--- EXERCISE DIRECTIONS ---
Restate the full set of records exactly, without adding or dropping a word.

--- Records from a collection ---
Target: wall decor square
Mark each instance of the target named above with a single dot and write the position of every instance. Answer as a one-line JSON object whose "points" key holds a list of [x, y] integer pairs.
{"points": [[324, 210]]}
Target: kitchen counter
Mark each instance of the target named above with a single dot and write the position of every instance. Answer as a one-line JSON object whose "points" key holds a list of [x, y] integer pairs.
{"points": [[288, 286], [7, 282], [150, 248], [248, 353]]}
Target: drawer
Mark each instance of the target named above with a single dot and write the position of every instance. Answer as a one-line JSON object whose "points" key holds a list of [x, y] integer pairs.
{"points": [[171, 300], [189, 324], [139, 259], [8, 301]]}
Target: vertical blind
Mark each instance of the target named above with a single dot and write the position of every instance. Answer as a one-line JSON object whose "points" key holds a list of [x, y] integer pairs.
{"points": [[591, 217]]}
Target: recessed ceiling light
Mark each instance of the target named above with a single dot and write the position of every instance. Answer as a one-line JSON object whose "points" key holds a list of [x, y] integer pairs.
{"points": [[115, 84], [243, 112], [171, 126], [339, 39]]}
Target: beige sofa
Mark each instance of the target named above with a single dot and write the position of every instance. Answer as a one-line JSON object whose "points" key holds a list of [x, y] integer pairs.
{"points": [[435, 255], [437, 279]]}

--- OUTPUT OF THE TASK ---
Target: wall decor square
Mark each instance of the target named above with a single dot and write the position of every instance. Answer as a one-line JSON object whose "points" key holds a list of [x, y] integer pairs.
{"points": [[324, 210]]}
Target: kitchen counter
Mark each instance of the target named above with a single dot and write the position of every instance. Answer as a one-line JSON object whose "points" key holds a list of [x, y] integer pairs.
{"points": [[288, 286], [7, 282], [150, 248], [248, 353]]}
Target: drawer
Mark each instance of the target named above with a single dot and write the position of every instance. Answer as a one-line JSON object whose "points" key holds a list of [x, y] integer pairs.
{"points": [[171, 300], [189, 324], [139, 259], [8, 301]]}
Target: vertical blind
Mark each instance of the target named above with a single dot and write the position of every instance. Answer as a one-line JSON object whose "points" key holds a list of [x, y] integer pairs.
{"points": [[591, 217]]}
Target: recessed ceiling light
Mark each instance of the target named above with a single dot and write the position of every instance. Answer as a one-line JSON object whose "points" key holds a list of [x, y] integer pairs.
{"points": [[115, 84], [243, 112], [171, 126], [339, 39]]}
Target: beige sofa
Mark each instance of the target named above with a single dot and write the position of every instance. Answer as a one-line JSON object whose "points" key holds a list of [x, y] integer pairs.
{"points": [[435, 255], [437, 279]]}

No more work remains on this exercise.